* Begin THE INPUT *

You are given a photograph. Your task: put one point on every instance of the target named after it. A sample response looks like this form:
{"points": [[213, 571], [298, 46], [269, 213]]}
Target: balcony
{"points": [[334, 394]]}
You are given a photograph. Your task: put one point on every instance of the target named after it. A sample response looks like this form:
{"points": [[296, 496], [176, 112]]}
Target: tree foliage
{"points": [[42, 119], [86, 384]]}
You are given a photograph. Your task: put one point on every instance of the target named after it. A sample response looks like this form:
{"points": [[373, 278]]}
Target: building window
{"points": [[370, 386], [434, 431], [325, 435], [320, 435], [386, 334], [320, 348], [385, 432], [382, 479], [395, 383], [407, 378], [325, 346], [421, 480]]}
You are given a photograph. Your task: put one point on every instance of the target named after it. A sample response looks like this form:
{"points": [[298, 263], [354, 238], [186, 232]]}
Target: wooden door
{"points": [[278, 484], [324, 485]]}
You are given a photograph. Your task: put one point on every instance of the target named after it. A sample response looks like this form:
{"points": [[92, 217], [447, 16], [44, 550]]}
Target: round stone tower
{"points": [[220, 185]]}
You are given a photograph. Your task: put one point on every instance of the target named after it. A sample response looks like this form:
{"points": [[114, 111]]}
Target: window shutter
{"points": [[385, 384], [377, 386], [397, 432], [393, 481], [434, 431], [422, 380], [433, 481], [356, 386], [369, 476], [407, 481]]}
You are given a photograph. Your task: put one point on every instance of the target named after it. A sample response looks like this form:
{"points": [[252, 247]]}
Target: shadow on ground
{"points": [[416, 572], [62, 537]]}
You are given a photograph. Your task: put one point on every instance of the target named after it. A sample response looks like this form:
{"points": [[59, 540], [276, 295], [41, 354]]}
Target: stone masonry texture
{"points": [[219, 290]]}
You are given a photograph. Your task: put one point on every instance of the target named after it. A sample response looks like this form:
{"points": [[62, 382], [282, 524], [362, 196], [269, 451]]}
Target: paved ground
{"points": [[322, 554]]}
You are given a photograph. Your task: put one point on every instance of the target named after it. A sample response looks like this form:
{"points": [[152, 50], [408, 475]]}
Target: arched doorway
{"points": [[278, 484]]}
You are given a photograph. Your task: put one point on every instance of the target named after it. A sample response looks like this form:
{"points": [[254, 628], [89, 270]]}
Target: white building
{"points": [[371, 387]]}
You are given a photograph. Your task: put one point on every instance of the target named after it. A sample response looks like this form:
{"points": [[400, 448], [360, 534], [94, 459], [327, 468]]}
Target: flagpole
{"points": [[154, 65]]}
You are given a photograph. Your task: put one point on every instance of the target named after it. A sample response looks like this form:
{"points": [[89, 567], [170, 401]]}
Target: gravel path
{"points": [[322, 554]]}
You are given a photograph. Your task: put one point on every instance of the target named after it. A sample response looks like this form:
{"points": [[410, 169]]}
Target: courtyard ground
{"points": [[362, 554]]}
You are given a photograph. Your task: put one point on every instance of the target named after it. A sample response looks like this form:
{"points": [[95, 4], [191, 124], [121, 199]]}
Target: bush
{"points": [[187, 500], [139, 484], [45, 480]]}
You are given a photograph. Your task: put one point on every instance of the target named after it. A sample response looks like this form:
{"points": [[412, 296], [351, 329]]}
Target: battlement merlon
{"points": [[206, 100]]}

* End THE INPUT *

Count how many lines in the items above contain the word "ground". Reply with the number alone.

3